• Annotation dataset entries
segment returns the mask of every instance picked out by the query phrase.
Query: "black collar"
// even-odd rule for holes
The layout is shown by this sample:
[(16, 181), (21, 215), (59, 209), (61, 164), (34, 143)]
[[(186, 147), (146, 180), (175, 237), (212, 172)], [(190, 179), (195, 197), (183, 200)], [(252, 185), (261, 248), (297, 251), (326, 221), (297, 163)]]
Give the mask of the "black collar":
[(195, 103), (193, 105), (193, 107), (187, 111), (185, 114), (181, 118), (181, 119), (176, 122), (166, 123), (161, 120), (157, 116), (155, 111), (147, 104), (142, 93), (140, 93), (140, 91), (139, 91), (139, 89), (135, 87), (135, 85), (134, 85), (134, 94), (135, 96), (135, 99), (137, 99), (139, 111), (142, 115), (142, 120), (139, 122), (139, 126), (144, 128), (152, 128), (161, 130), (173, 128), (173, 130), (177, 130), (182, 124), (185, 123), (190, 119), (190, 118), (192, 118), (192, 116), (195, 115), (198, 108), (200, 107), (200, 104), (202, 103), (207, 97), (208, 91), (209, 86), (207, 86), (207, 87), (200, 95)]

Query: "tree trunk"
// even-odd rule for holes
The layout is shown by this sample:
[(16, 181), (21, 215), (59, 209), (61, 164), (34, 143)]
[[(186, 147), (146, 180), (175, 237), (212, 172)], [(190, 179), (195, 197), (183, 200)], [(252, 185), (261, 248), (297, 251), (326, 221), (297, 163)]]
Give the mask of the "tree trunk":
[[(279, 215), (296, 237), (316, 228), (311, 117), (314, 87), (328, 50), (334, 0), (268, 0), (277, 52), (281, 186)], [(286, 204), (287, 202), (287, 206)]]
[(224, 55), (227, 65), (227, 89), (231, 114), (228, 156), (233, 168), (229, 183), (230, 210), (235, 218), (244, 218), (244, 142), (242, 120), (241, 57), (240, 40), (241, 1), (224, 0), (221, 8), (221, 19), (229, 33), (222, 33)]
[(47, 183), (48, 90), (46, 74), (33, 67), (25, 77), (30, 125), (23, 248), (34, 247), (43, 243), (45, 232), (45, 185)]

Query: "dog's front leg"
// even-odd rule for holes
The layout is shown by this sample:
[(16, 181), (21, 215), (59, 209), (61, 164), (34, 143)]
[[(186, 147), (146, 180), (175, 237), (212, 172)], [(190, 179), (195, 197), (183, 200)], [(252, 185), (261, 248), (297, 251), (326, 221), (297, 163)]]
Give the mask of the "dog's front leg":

• JOB
Write out the rows verbatim, beginning at the first line of the rows and stopping after the line that contains "87), (200, 95)]".

• ANSWER
segment returns the mask of every instance picked out by the query phrase.
Query: "black collar"
// even-odd rule for holes
The layout is shown by this sample:
[(16, 181), (21, 215), (59, 209), (61, 164), (34, 143)]
[[(186, 147), (146, 180), (175, 237), (212, 172)], [(190, 179), (195, 197), (183, 200)], [(252, 185), (261, 248), (297, 251), (326, 221), (297, 163)]]
Give the mask of the "black collar":
[(195, 103), (193, 105), (193, 107), (187, 111), (185, 114), (181, 118), (181, 119), (176, 122), (166, 123), (161, 120), (157, 116), (155, 111), (147, 104), (142, 93), (140, 93), (140, 91), (139, 91), (139, 89), (135, 87), (135, 85), (134, 85), (134, 94), (135, 96), (135, 99), (137, 99), (139, 111), (142, 115), (142, 120), (139, 122), (139, 126), (144, 128), (152, 128), (161, 130), (173, 128), (173, 130), (177, 130), (182, 124), (185, 123), (190, 119), (190, 118), (192, 118), (192, 116), (195, 115), (198, 108), (200, 107), (200, 104), (202, 103), (207, 97), (208, 91), (209, 86), (207, 86), (207, 87), (200, 95)]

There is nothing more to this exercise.